# Written problem:
Report every line of the records below that contains the string "bucket", matching case exactly, and copy each such line in full.

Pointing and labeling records
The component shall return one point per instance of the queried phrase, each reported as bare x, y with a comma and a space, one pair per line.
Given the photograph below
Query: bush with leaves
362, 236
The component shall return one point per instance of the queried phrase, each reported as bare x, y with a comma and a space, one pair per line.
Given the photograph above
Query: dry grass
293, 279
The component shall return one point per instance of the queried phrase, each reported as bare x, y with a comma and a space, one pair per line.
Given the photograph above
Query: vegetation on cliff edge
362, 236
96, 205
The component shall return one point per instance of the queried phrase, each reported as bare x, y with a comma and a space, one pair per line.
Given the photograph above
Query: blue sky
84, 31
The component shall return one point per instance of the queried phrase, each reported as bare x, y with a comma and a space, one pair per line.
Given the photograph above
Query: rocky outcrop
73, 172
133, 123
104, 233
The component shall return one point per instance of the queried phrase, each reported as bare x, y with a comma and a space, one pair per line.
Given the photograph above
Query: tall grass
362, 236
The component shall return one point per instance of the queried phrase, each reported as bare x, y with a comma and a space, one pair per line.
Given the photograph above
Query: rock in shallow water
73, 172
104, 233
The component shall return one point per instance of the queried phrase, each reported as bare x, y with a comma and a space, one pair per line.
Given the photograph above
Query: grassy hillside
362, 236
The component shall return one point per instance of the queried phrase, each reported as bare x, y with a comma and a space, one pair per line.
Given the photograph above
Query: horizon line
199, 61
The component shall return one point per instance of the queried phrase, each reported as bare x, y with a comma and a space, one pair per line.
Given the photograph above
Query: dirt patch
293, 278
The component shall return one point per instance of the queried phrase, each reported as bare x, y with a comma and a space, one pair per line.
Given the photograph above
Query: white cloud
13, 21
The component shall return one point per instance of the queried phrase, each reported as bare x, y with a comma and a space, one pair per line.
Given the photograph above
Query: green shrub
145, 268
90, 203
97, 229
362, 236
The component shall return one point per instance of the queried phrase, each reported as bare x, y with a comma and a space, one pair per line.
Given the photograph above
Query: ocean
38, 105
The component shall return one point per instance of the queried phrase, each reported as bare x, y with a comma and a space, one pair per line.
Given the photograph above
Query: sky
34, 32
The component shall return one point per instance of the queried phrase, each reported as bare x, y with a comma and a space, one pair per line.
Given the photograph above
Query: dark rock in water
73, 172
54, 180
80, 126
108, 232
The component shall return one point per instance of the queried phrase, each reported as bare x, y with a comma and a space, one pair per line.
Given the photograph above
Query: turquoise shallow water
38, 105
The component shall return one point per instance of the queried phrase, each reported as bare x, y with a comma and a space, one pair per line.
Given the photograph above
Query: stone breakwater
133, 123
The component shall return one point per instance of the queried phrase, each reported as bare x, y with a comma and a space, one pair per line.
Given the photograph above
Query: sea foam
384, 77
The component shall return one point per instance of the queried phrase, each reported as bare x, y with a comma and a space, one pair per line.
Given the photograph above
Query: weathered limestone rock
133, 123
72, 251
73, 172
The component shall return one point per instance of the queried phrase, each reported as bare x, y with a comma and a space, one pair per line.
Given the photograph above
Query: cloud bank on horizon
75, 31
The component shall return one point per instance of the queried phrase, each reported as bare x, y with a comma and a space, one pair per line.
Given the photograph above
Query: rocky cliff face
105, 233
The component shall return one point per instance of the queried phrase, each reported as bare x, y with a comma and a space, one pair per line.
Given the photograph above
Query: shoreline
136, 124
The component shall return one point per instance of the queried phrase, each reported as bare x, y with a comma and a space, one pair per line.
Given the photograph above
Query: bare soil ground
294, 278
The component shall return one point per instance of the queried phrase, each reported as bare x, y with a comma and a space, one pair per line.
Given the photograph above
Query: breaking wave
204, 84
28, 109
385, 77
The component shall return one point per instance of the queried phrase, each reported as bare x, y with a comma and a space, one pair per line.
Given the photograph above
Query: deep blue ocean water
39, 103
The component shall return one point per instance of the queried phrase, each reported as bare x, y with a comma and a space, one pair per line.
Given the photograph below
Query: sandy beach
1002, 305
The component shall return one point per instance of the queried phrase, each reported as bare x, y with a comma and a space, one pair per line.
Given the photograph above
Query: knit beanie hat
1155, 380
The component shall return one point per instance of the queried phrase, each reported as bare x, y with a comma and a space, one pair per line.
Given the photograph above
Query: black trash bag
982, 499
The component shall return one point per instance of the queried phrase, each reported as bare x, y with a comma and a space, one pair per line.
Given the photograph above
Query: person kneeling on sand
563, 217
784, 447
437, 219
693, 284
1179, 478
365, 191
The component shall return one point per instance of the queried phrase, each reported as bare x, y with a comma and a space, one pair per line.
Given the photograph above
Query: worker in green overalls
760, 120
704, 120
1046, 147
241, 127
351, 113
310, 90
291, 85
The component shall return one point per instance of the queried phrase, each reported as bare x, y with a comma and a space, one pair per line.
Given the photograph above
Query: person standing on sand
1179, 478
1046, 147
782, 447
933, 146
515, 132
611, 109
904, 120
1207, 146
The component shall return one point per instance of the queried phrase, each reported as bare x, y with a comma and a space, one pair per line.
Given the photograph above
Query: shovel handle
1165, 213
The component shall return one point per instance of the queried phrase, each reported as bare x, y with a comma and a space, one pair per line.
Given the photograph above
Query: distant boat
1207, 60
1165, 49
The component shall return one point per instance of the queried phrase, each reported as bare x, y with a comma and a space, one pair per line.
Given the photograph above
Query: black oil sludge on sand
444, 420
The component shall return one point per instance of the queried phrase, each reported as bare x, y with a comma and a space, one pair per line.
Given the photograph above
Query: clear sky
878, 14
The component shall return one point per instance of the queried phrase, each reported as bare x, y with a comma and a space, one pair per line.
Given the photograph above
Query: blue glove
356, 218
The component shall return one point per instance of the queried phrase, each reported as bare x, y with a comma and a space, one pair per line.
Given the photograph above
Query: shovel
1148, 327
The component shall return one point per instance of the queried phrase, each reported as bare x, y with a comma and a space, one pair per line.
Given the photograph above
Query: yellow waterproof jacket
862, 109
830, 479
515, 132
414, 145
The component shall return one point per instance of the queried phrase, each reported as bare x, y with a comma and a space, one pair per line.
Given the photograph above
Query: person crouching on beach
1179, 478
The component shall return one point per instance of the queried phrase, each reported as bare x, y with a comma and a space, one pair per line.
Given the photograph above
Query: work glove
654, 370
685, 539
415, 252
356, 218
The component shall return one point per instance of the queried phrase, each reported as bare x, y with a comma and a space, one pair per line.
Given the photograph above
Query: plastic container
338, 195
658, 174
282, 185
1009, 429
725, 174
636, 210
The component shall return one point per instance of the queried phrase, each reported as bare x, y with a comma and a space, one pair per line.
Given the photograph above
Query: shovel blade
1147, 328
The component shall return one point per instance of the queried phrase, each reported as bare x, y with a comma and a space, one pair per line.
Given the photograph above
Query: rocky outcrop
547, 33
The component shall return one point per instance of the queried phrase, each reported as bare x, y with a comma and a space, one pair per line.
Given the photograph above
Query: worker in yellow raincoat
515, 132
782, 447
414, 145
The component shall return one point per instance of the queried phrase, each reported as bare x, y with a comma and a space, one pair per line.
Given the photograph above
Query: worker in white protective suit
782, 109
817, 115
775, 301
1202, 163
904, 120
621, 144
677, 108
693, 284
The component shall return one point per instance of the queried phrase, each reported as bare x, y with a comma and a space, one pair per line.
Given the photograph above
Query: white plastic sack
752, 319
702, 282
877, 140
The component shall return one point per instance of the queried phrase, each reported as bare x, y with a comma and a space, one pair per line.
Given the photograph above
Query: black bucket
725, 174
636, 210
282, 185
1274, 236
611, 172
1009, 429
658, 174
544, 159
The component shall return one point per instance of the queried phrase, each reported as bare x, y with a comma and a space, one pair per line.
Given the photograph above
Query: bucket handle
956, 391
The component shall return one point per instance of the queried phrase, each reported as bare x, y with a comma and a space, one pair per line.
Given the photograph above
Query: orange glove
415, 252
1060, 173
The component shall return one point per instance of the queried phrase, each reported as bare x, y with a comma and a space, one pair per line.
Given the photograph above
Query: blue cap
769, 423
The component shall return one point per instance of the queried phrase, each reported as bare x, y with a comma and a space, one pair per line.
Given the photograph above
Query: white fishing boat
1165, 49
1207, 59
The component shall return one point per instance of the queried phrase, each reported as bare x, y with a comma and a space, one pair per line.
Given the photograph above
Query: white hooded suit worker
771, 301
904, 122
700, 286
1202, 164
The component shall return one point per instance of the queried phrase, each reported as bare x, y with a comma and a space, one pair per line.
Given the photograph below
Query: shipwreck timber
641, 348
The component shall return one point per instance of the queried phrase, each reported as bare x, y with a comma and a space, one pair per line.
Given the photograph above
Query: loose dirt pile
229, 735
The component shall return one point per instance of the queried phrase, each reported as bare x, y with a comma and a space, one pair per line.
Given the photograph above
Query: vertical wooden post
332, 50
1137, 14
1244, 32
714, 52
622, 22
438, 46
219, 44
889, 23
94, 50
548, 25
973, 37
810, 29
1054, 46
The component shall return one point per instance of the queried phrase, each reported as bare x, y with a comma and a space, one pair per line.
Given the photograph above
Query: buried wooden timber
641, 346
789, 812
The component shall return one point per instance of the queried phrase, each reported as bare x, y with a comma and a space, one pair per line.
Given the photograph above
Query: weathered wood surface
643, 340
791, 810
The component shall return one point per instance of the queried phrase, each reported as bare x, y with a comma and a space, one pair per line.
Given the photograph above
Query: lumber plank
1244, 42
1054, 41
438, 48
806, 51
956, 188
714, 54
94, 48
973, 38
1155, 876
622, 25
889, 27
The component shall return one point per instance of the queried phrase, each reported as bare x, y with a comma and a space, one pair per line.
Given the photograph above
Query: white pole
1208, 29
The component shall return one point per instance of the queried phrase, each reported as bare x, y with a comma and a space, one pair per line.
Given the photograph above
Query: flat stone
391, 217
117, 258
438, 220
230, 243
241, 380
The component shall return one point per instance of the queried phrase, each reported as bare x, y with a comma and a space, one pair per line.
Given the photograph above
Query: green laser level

# Complete output:
Query: black bucket
Query: bucket handle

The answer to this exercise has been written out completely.